*Problem to solve*. Return every line of the listing below verbatim, with no changes to wording, order, or punctuation.

*Records shown*.
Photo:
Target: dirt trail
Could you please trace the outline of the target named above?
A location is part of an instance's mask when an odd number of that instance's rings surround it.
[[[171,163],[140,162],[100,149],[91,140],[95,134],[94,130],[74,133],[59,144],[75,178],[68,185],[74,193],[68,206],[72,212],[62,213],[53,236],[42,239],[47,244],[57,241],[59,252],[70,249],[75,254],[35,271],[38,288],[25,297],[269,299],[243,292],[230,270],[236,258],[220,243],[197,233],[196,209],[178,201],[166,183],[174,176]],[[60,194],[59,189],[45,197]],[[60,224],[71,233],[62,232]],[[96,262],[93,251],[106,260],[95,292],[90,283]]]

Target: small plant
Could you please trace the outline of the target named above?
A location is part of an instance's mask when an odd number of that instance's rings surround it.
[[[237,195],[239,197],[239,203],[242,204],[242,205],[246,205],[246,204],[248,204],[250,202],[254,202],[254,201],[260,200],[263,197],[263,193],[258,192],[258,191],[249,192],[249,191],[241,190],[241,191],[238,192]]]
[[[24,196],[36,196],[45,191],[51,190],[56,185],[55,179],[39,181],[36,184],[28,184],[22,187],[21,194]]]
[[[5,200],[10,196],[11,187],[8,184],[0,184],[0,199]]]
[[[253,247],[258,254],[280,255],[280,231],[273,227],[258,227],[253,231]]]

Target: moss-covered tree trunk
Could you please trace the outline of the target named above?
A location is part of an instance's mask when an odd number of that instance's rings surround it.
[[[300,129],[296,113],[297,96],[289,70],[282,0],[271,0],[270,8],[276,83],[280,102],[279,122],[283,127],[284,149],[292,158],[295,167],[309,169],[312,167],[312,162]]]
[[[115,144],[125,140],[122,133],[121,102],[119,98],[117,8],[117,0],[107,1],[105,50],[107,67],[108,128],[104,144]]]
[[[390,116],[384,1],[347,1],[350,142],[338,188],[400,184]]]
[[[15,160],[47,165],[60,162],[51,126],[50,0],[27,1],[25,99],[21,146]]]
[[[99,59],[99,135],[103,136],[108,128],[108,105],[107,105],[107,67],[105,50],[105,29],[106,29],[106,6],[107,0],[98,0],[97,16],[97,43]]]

*The output*.
Photo:
Target: dirt trail
Could you please trace the outline of the target named above?
A location is part of an instance's mask when an odd number of that instance's rings surround it.
[[[171,163],[140,162],[100,149],[91,140],[95,134],[94,130],[74,133],[59,144],[75,178],[68,185],[74,193],[68,206],[72,212],[62,213],[53,236],[42,239],[47,244],[57,241],[59,252],[70,249],[75,254],[35,271],[38,288],[25,297],[269,299],[243,292],[230,270],[236,258],[220,243],[197,233],[196,209],[178,201],[166,183],[174,176]],[[60,194],[59,189],[45,197]],[[60,224],[71,233],[62,232]],[[96,262],[93,251],[106,260],[95,292],[90,283]]]

Target: small plant
Could you please trace the outline of the target named above?
A location is part of an instance's mask when an odd number of that instance's rings surround it.
[[[237,195],[239,197],[239,203],[242,204],[242,205],[246,205],[246,204],[248,204],[250,202],[254,202],[254,201],[260,200],[263,197],[263,193],[258,192],[258,191],[249,192],[249,191],[241,190],[241,191],[238,192]]]
[[[24,196],[36,196],[45,191],[51,190],[56,185],[55,179],[39,181],[36,184],[28,184],[22,187],[21,194]]]
[[[5,200],[10,196],[11,187],[8,184],[0,184],[0,199]]]
[[[253,247],[258,254],[280,255],[280,231],[273,227],[258,227],[253,231]]]

Target: moss-covered tree trunk
Could you please trace the outline of the target named above?
A location is part of an instance's mask when an odd number of that instance's rings surround it.
[[[300,129],[296,113],[297,96],[289,70],[282,0],[271,0],[270,8],[276,83],[280,102],[279,122],[283,127],[284,149],[292,158],[295,167],[309,169],[312,167],[312,162]]]
[[[115,144],[125,140],[122,133],[121,102],[119,98],[117,8],[117,0],[107,1],[105,50],[107,67],[108,128],[104,144]]]
[[[390,116],[384,1],[347,1],[350,142],[338,188],[400,184]]]
[[[15,160],[47,165],[60,162],[51,126],[50,0],[27,1],[25,99],[21,146]]]
[[[99,59],[99,135],[103,136],[108,128],[108,105],[107,105],[107,67],[105,50],[105,29],[106,29],[106,6],[107,0],[98,0],[97,16],[97,43]]]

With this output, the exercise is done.